● **TO DO**
Please count the lines in the records below that include the word "propeller" and report only the total.

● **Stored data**
***

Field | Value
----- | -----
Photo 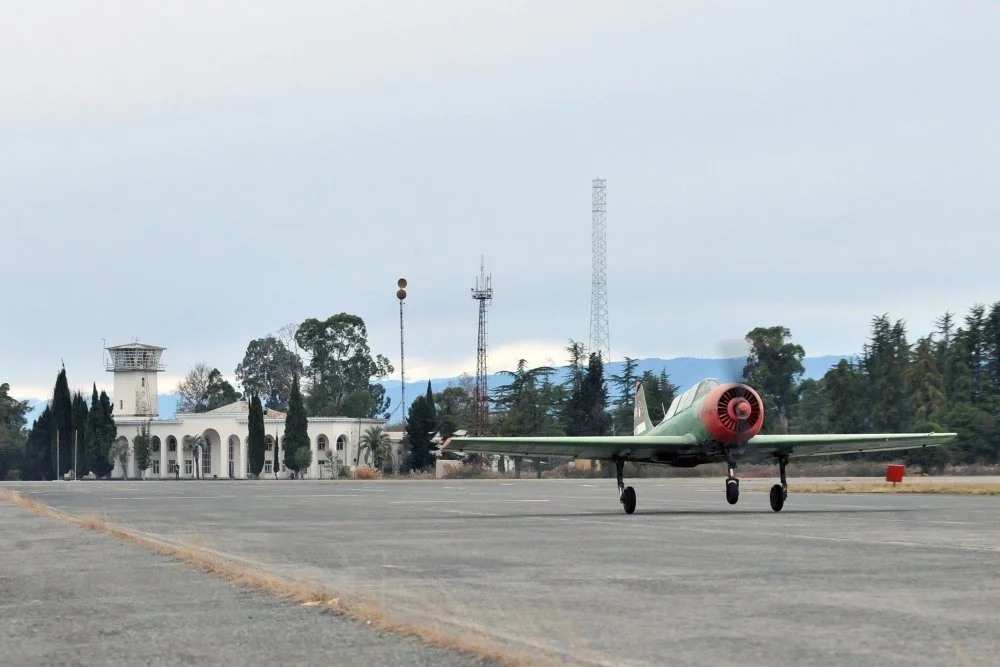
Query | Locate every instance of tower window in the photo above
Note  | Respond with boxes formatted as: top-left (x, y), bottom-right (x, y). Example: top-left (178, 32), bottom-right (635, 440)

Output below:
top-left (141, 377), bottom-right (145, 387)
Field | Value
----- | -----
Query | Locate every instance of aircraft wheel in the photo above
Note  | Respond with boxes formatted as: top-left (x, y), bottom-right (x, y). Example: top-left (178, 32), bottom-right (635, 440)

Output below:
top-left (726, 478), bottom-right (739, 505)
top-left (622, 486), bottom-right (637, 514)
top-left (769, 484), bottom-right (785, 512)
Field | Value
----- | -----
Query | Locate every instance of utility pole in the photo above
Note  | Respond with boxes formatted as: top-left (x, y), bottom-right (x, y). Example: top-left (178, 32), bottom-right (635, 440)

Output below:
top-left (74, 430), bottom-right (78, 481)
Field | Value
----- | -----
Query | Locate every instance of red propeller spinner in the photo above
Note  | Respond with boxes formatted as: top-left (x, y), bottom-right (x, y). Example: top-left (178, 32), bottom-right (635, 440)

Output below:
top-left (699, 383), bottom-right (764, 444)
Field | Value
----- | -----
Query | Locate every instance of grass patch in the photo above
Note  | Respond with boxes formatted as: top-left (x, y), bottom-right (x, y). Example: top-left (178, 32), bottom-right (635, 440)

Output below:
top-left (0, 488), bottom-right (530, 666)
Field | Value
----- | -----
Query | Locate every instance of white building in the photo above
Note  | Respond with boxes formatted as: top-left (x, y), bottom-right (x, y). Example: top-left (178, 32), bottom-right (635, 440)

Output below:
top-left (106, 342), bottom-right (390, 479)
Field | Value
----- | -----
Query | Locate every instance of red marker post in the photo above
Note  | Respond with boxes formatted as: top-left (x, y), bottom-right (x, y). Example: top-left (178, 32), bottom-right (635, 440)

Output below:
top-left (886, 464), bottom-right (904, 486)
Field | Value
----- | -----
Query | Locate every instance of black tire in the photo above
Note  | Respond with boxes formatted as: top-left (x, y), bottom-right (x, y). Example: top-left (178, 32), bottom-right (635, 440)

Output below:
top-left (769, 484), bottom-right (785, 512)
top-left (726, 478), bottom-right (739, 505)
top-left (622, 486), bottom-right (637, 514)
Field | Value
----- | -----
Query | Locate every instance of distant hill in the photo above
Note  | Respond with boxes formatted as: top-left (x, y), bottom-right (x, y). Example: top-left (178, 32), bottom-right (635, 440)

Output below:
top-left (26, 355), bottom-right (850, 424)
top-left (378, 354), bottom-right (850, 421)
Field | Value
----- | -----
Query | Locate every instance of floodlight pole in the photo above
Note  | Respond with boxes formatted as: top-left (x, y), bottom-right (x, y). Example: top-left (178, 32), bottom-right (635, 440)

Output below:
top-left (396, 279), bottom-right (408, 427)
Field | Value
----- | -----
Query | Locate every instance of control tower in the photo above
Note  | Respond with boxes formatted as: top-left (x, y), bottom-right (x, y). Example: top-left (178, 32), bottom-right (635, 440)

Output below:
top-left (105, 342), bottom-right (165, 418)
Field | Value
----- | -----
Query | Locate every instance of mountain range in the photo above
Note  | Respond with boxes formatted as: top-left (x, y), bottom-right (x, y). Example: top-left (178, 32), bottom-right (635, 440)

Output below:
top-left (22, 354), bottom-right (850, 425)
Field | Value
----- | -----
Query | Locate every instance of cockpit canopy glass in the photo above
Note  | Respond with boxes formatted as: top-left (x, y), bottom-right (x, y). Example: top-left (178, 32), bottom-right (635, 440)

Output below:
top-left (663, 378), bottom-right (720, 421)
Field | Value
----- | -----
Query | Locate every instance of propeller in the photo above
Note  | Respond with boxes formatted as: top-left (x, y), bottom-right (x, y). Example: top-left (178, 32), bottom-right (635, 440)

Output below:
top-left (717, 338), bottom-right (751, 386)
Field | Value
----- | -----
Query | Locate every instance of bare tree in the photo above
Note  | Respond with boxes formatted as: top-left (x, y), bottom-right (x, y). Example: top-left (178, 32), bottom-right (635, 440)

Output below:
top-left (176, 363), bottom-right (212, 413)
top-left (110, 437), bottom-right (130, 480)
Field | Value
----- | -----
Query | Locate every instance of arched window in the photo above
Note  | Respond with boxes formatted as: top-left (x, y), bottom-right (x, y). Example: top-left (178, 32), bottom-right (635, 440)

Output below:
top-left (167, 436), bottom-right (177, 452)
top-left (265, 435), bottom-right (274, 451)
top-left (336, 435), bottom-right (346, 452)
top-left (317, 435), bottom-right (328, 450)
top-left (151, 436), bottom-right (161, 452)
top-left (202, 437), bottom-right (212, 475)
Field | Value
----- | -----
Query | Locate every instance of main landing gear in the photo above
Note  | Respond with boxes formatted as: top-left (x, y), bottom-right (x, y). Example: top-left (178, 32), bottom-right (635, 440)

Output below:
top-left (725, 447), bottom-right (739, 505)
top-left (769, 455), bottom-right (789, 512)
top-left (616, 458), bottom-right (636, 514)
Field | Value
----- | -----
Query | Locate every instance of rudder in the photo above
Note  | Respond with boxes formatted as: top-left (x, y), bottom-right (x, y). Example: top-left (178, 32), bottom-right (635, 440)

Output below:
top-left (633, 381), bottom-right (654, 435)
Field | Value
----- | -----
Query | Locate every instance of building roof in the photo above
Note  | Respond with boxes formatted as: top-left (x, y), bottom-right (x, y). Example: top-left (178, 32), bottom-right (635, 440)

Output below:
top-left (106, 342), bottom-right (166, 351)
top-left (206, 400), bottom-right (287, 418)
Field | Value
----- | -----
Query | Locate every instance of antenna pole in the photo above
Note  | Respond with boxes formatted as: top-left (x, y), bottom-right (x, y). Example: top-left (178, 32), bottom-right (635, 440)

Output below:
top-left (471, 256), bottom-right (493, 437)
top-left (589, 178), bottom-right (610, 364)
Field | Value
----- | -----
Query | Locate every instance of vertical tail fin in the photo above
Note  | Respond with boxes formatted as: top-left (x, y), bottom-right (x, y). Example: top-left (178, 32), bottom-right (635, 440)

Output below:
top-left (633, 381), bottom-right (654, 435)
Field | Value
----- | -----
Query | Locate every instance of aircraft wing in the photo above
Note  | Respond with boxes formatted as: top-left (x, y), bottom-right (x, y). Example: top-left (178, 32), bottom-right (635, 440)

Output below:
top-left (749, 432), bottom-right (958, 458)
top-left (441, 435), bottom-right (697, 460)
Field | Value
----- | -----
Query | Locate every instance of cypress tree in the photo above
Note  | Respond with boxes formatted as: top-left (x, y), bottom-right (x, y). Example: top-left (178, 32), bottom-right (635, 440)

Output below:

***

● **EXERCISE SOLUTION**
2